- **WRITTEN EXERCISE**
Rewrite all the records below, substituting "draw the boundary" for every occurrence of "trace the outline" and leaving everything else unchanged.

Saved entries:

>>>

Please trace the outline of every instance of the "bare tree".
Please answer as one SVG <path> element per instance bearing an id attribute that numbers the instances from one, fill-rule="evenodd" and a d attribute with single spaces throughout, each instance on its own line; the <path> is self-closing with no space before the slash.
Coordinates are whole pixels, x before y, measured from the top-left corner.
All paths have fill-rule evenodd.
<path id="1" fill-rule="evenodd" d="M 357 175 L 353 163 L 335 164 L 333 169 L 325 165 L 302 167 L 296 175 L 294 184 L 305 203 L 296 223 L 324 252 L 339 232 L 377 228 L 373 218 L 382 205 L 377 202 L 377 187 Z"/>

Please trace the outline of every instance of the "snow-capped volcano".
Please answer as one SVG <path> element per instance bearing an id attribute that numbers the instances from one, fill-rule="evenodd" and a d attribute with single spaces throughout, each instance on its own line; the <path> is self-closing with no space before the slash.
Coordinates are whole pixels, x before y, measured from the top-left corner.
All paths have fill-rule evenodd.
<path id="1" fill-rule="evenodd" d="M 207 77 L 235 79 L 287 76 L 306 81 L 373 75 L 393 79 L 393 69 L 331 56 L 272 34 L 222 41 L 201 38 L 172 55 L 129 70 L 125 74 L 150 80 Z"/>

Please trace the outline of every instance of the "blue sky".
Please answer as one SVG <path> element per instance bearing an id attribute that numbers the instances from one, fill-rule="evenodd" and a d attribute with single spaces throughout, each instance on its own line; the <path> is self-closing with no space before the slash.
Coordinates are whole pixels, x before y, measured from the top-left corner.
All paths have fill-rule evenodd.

<<<

- **COMPLETE OUTPUT**
Please draw the boundary of every instance of the "bare tree".
Please answer as one SVG <path> element per instance bearing an id attribute that numbers the instances from one, fill-rule="evenodd" and a d attribute with single spaces throughout, each instance on its own line; the <path> is self-closing with no space before the slash.
Coordinates are whole pixels, x before y, measured from the top-left corner.
All paths have fill-rule evenodd.
<path id="1" fill-rule="evenodd" d="M 357 175 L 353 163 L 335 164 L 333 169 L 325 165 L 302 167 L 296 175 L 294 184 L 305 203 L 296 223 L 324 252 L 339 232 L 377 228 L 373 218 L 382 205 L 377 202 L 377 187 Z"/>

Please draw the boundary of every instance of the "snow-capped volcano".
Please answer as one SVG <path> element per instance bearing an id attribute that numbers the instances from one, fill-rule="evenodd" and a d attribute with single spaces throughout, each instance on its own line; the <path> is self-closing with no space before the slash.
Coordinates are whole pixels, x before y, measured from the top-left corner.
All paths have fill-rule evenodd.
<path id="1" fill-rule="evenodd" d="M 207 77 L 235 79 L 287 76 L 306 81 L 373 75 L 393 79 L 393 69 L 331 56 L 272 34 L 222 41 L 201 38 L 172 55 L 129 70 L 125 74 L 150 80 Z"/>

Please draw the boundary of every instance of the "blue sky".
Please answer as one SVG <path> element per instance bearing an id attribute that numbers the instances from one, fill-rule="evenodd" and a d attribute with single spaces throughout, each instance on its own line; the <path> is self-closing with no space before the slash.
Coordinates are whole pixels, x before y, measured from the top-left corner.
All paths have fill-rule evenodd.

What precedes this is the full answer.